-- EXERCISE MATERIALS follows --
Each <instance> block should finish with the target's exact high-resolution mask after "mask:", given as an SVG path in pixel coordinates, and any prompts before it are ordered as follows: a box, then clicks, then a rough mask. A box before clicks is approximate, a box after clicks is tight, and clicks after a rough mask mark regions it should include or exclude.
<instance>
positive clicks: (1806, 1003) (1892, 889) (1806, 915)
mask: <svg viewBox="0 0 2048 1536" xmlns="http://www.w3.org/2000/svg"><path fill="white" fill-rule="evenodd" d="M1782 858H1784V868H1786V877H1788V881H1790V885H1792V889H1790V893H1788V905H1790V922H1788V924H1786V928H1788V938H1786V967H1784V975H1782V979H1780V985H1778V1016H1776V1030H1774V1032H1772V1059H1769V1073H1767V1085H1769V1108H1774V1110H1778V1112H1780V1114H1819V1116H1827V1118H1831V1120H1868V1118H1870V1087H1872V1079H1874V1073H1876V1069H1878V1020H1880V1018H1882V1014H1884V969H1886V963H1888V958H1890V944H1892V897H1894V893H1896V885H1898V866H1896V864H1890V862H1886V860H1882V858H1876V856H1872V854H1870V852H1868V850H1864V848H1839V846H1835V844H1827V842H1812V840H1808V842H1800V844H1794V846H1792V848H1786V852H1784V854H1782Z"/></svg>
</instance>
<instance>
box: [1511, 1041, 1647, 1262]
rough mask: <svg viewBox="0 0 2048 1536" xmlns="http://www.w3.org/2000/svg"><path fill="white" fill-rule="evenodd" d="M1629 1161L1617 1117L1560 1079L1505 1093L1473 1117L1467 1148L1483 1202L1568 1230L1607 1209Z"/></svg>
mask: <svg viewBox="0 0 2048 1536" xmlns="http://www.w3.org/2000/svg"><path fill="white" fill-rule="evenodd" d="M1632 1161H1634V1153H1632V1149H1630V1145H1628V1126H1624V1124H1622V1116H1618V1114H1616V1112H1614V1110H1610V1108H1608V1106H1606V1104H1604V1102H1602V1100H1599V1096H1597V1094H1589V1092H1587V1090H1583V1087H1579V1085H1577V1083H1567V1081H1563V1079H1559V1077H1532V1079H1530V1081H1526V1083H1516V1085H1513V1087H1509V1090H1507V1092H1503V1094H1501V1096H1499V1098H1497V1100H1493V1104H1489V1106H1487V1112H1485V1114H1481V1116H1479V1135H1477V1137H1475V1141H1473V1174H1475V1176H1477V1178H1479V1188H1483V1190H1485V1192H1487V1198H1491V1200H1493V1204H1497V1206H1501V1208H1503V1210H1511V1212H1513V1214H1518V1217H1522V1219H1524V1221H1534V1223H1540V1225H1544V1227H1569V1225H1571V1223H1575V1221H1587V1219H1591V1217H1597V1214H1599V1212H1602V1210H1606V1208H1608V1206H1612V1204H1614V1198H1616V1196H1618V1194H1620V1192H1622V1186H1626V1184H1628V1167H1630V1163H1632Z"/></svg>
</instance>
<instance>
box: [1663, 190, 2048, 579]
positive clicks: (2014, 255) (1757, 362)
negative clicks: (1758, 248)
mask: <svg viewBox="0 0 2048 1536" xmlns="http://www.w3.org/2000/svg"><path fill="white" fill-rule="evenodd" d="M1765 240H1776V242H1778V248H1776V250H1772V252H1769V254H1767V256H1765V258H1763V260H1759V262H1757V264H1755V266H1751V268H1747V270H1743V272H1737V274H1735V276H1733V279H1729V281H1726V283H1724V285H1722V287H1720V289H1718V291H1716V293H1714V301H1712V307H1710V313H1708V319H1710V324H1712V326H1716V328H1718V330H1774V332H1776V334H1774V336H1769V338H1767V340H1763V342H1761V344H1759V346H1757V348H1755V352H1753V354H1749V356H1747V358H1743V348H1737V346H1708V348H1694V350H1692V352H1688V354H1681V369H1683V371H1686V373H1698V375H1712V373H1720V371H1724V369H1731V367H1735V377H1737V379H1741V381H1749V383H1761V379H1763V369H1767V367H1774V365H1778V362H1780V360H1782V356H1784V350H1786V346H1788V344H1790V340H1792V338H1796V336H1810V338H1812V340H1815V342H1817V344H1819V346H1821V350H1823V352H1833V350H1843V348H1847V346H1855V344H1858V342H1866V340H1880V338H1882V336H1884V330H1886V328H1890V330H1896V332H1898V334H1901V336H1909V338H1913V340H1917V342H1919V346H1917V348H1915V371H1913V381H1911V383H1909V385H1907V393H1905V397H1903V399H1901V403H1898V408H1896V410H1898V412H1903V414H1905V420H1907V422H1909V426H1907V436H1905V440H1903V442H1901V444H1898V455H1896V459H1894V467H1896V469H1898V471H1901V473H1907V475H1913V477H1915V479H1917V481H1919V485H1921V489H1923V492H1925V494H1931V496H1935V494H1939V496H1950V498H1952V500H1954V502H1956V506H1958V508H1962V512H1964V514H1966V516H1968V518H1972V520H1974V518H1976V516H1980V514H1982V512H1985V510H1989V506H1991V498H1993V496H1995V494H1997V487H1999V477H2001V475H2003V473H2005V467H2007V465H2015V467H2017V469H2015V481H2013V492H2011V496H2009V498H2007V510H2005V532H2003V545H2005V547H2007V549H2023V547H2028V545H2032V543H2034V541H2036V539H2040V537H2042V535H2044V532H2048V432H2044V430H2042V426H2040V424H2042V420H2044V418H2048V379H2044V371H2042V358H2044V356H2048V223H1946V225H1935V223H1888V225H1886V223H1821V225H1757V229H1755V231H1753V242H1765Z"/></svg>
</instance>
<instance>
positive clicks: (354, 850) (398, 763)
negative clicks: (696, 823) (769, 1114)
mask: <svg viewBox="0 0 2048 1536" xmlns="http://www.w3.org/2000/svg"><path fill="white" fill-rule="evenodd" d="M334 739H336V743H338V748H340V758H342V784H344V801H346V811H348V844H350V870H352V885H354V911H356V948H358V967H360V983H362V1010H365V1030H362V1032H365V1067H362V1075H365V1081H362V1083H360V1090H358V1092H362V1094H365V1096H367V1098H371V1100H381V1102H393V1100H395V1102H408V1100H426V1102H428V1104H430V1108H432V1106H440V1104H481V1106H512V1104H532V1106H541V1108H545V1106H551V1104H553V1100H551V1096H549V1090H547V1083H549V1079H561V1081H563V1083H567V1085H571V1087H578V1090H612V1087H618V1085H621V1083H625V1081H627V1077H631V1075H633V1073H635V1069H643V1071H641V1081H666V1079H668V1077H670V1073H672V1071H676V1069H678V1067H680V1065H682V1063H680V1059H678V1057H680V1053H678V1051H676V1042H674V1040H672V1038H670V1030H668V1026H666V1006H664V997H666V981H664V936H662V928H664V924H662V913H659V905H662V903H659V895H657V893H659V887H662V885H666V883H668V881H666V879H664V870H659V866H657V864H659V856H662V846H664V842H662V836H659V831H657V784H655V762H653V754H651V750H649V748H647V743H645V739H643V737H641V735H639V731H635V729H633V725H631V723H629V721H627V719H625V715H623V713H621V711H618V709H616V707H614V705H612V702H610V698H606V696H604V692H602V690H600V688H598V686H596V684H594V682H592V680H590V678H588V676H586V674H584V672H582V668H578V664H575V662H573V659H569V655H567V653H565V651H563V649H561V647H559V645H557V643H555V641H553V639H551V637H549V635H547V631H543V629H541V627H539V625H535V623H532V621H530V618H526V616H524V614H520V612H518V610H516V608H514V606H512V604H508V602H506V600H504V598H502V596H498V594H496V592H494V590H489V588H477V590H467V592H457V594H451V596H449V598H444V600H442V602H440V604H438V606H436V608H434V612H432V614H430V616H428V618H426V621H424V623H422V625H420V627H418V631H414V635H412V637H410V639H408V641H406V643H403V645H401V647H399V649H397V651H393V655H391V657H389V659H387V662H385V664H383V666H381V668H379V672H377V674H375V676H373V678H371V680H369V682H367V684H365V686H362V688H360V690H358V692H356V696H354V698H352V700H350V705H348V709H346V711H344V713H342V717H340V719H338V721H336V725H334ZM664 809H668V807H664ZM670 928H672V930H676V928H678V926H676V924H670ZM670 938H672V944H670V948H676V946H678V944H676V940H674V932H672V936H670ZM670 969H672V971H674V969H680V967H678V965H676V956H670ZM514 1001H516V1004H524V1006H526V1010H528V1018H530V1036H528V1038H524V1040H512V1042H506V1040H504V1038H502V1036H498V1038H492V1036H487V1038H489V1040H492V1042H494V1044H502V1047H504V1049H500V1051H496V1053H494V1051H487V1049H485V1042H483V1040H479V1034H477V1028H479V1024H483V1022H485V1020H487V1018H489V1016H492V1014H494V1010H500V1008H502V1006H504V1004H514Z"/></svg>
-- EXERCISE MATERIALS concluded --
● TASK DIRECTIONS: Return, word for word, the stretch of the records from their beginning through the line containing "positive clicks: (1806, 1003)", including that line.

● YOUR RESPONSE:
Each <instance> block should finish with the target's exact high-resolution mask after "mask:", given as an SVG path in pixel coordinates, and any prompts before it are ordered as follows: a box, then clicks, then a rough mask. A box before clicks is approximate, a box after clicks is tight, and clicks after a rough mask mark regions it should include or exclude.
<instance>
positive clicks: (1806, 1003) (1892, 889) (1806, 915)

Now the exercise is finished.